___ Passage provided ___

I remain (brashly?) confident. Go figure. Surely it’s too early for that line in Harry Chapin’s ballad, “Mr. Tanner”: full-time consideration of another endeavor might be in order. So now that I’ve vented here a bit (thank you, Reader), I’ll celebrate. I’ll print off my kind email and tape it on my office wall. Then I’ll curl up and connect with my Kindle and dear dog Jonah, whose adoration, as you can see in the photo above, is immediate, non-commercial, and whole-hearted.

What are your experiences with agents? Do you celebrate rejection often? What has worked for you? Are dogs or cats better with unconditional support?

 

What have I done?!

I just sent the novel’s first ten pages to the agent my consultant (“beta reader”?) recommended. I cannot possibly write a full blog right now; I can barely write full sentences or spelll werds. I can only stare at the computer screen with the same expression you see above on Muriel’s face. I’ve read not to give up until you’ve contacted 70-80 agents, so I promise not to post each time, but we’re off and running, my friends!

___ Data extract ___

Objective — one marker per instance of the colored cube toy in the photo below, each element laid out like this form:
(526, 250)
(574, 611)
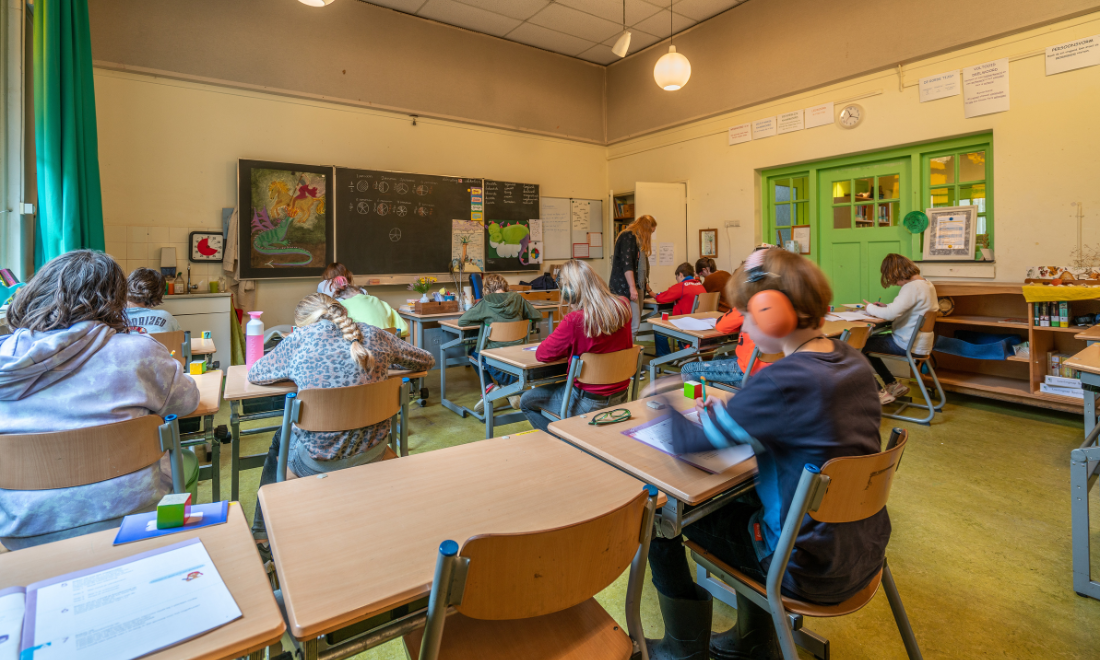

___

> **Tasks to complete**
#1 According to the blog post, what is the name of the writer's dog?
#2 Print the part of the blog post that begins at the words "I remain (brashly?)" and stops after "What have I done?!".
The listing plays no part in what comes next.

> **Solutions to the tasks**
#1 Jonah

#2
I remain (brashly?) confident. Go figure. Surely it’s too early for that line in Harry Chapin’s ballad, “Mr. Tanner”: full-time consideration of another endeavor might be in order. So now that I’ve vented here a bit (thank you, Reader), I’ll celebrate. I’ll print off my kind email and tape it on my office wall. Then I’ll curl up and connect with my Kindle and dear dog Jonah, whose adoration, as you can see in the photo above, is immediate, non-commercial, and whole-hearted.

What are your experiences with agents? Do you celebrate rejection often? What has worked for you? Are dogs or cats better with unconditional support?

 

What have I done?!